## Dataset extract
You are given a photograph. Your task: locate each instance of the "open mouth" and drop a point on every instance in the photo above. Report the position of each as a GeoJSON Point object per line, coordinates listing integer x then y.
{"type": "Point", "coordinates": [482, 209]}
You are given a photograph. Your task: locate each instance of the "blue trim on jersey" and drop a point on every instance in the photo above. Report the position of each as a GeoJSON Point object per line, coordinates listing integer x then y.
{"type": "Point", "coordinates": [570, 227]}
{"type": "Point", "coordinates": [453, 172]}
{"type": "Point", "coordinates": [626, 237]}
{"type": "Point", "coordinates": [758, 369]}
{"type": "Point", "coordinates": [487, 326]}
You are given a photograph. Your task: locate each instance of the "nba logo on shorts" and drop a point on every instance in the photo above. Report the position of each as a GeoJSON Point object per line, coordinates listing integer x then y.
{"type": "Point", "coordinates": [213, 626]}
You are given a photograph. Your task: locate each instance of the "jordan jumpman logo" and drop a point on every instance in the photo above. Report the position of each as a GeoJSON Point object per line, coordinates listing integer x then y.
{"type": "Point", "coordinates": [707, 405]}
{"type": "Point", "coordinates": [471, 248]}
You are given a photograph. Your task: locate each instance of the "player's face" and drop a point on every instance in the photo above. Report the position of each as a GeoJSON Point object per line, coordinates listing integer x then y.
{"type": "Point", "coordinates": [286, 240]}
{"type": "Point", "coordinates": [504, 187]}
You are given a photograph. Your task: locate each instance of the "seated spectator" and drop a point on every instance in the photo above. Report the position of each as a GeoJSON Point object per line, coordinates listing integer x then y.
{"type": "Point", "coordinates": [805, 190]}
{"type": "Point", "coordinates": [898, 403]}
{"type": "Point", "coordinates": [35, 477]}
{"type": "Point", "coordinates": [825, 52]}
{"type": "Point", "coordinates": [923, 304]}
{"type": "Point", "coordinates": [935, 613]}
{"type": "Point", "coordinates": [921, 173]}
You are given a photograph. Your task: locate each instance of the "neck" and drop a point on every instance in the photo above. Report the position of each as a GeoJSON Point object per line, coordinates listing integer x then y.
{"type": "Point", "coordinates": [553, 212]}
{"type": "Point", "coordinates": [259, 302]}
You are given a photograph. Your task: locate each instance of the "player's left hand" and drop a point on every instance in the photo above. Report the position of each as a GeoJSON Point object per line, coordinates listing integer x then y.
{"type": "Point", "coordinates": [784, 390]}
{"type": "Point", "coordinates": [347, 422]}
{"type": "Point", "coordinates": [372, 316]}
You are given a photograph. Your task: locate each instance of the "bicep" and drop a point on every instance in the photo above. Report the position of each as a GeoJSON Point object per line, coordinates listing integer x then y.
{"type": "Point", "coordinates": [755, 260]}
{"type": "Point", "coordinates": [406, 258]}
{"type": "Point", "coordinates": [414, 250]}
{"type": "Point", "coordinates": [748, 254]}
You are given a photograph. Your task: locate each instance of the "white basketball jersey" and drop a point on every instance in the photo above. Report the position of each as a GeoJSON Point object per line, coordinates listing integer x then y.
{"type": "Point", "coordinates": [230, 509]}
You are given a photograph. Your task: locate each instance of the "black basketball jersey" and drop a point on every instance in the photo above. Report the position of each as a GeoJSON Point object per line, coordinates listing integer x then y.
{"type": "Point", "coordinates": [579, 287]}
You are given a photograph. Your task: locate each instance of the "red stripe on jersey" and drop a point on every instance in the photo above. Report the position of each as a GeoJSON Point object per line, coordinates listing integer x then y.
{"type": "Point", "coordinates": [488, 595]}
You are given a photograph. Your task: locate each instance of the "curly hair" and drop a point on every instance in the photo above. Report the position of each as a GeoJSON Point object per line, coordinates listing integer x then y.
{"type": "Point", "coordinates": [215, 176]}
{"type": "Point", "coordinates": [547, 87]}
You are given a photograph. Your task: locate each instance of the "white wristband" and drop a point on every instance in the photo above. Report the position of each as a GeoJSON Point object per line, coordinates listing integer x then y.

## Aim of the task
Give all of the entries again, word for word.

## Solution below
You are given a photograph. Your task: locate each instance of the "open mouth" and drop a point on every instance in the photo above. Report the position of each as a GeoJSON Point object per line, coordinates listing integer x then y.
{"type": "Point", "coordinates": [482, 209]}
You are given a photograph. Your task: locate each instance of the "blue trim on jersey" and drop a point on every instance in the photo above. Report the position of each as a GeoJSON Point object per line, coordinates listing integer x then y.
{"type": "Point", "coordinates": [570, 227]}
{"type": "Point", "coordinates": [453, 172]}
{"type": "Point", "coordinates": [626, 237]}
{"type": "Point", "coordinates": [758, 369]}
{"type": "Point", "coordinates": [487, 326]}
You are given a photograph. Your task: locate each instance of the "nba logo on shorts" and drop a point on every instance in the photo above. Report the position of each as a GeoJSON Point object per line, coordinates listing integer x then y.
{"type": "Point", "coordinates": [213, 626]}
You are given a photograph. Your task: locate each instance of the "jordan jumpman logo" and drop a point on every instance in the photo above. Report the position of each as a GeoJSON Point object per line, coordinates listing integer x then y.
{"type": "Point", "coordinates": [707, 405]}
{"type": "Point", "coordinates": [471, 248]}
You are given a photograph. Your task: locate each instance of the "player's face" and drop a point on every instance in the photo above. Report the position of each as a GeoJSON Point object per line, coordinates listing integer x then y.
{"type": "Point", "coordinates": [286, 240]}
{"type": "Point", "coordinates": [504, 187]}
You are given a photograph. Your task: locate each instance of the "seated spectator" and drop a point on every instance in the photo above. Report the position of each as a GeoJSON Point object per line, coordinates listing integer x then y.
{"type": "Point", "coordinates": [805, 190]}
{"type": "Point", "coordinates": [898, 403]}
{"type": "Point", "coordinates": [35, 477]}
{"type": "Point", "coordinates": [825, 52]}
{"type": "Point", "coordinates": [923, 304]}
{"type": "Point", "coordinates": [935, 613]}
{"type": "Point", "coordinates": [921, 173]}
You are given a photograph. Your task: locate each instance of the "neck" and drop a point on every instance in the photo above. Report the position of each as a GeoJSON Point object per line, coordinates listing integer x then y.
{"type": "Point", "coordinates": [553, 212]}
{"type": "Point", "coordinates": [259, 302]}
You are given a photograph. Your task: locate each instance of the "player's left hand" and drop a point on every instance in the photo above. Report the position of each as a GeoJSON Point object per line, coordinates listing integer x then y.
{"type": "Point", "coordinates": [784, 390]}
{"type": "Point", "coordinates": [347, 422]}
{"type": "Point", "coordinates": [372, 316]}
You are given a photograph. Your task: locate each instance of the "bicep" and drop a point on every instance in the photo above. Report the position of each as a GeoJSON Point object per line, coordinates listing integer x then y.
{"type": "Point", "coordinates": [755, 260]}
{"type": "Point", "coordinates": [406, 258]}
{"type": "Point", "coordinates": [414, 250]}
{"type": "Point", "coordinates": [748, 254]}
You are given a photograph. Your task: locate each instance of the "white basketball jersey" and drop a point on every instance in the photo above. Report the position of each as a GeoJSON Point object per line, coordinates listing integer x then y.
{"type": "Point", "coordinates": [230, 509]}
You are given a photograph. Your task: locate each instance of the "black basketball jersey" and drop a point on every instance in the photo above. Report the position of each as a GeoJSON Point object per line, coordinates listing integer x then y.
{"type": "Point", "coordinates": [579, 287]}
You are given a photograph. Your task: locate each instance of the "red stripe on jersey" and drop a point on every instance in the photo above. Report the position of each as a GeoJSON Point object per line, coordinates listing integer x then y.
{"type": "Point", "coordinates": [488, 595]}
You are given a photograph. Your task: locate each instance of the "curly hair" and drop a point on every instance in the photo above. Report the position of each as a GeoJSON Point object per line, coordinates listing integer x then y.
{"type": "Point", "coordinates": [215, 176]}
{"type": "Point", "coordinates": [547, 87]}
You are given a photograph. Your task: locate each instance of the "white wristband" and drop a point on every instance in the photo above. Report the position of each as a GeoJSON Point object per line, coordinates listing integer x then y.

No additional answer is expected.